* Start Supplied data *

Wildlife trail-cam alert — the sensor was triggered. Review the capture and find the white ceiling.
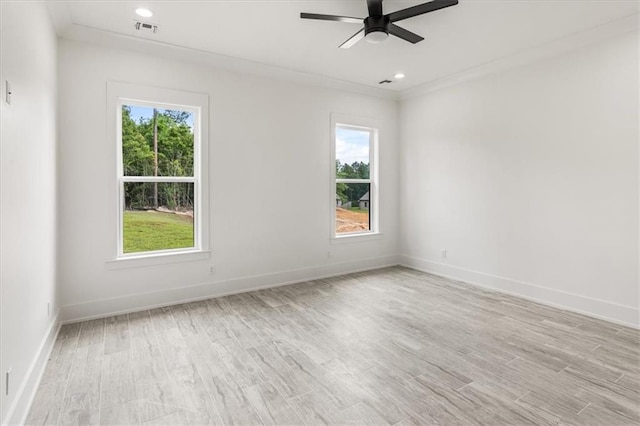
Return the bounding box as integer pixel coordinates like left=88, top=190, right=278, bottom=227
left=51, top=0, right=638, bottom=91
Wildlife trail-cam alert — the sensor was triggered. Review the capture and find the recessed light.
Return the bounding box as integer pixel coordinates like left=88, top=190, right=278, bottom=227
left=136, top=7, right=153, bottom=18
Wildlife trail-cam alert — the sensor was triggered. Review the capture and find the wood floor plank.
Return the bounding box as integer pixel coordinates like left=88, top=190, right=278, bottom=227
left=27, top=267, right=640, bottom=426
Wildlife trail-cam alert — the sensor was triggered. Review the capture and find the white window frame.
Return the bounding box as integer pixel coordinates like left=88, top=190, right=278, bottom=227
left=329, top=114, right=381, bottom=242
left=107, top=82, right=209, bottom=265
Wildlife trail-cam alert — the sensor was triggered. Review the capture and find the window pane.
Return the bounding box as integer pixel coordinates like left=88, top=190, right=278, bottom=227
left=336, top=183, right=371, bottom=234
left=122, top=182, right=194, bottom=253
left=336, top=126, right=370, bottom=179
left=122, top=105, right=194, bottom=176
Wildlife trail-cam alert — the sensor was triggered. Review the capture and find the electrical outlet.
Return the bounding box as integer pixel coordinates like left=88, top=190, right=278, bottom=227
left=4, top=80, right=12, bottom=105
left=4, top=367, right=13, bottom=395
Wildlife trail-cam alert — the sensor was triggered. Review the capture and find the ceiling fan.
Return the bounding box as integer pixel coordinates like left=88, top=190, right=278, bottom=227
left=300, top=0, right=458, bottom=49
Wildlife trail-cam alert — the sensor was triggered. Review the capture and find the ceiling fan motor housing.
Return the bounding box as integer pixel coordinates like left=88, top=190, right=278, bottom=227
left=364, top=16, right=389, bottom=35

* End Supplied data *

▸ **Written task**: Reproduce every one of the entries above word for word, leaving out the pictures.

▸ **Reply to the task**:
Wildlife trail-cam alert — the sensor was triggered. Review the capture and find the white ceiling.
Return the bounding box as integer pixel coordinates like left=88, top=190, right=278, bottom=227
left=51, top=0, right=638, bottom=91
Wildlife trail-cam alert — the sensor was triggered. Review the capture and find the recessed light.
Return the bounding box as integer pixel coordinates like left=88, top=190, right=278, bottom=227
left=136, top=7, right=153, bottom=18
Wildlife trail-cam alert — the sensor was triggered. Review the capture and find the wood floor plank.
Return the bounding box as integer pixel coordinates like left=88, top=190, right=278, bottom=227
left=27, top=267, right=640, bottom=426
Wildlife trail-cam alert — the sensor was triggered. Review the capture and find the white window frame.
Return the bounding box as integer pixel coordinates like left=88, top=190, right=278, bottom=227
left=329, top=114, right=381, bottom=242
left=107, top=82, right=209, bottom=265
Wildlife trail-cam alert — the sensor was triggered. Review the capture and find the window pane.
Return the bounding box as integer pixel coordinates like left=88, top=190, right=278, bottom=227
left=336, top=183, right=371, bottom=234
left=122, top=182, right=194, bottom=253
left=336, top=126, right=370, bottom=179
left=122, top=105, right=194, bottom=176
Wildlife trail-cam alert — the sensor was triggered. Review the capture and find the electrical outlet.
Return the bounding box as integer pixel coordinates like left=88, top=190, right=278, bottom=227
left=4, top=80, right=12, bottom=105
left=4, top=367, right=13, bottom=395
Wildlife trail-cam alert — the sensor was triggered. Review the capture and find the ceiling fan.
Return the bounding box as integer pixel coordinates like left=88, top=190, right=278, bottom=227
left=300, top=0, right=458, bottom=49
Wildlife trail-cam alert — the sensor was triggered. Review the capture and find the ceiling fan motor housing.
Return the bounding box as integer pixel coordinates like left=88, top=190, right=278, bottom=227
left=364, top=16, right=389, bottom=35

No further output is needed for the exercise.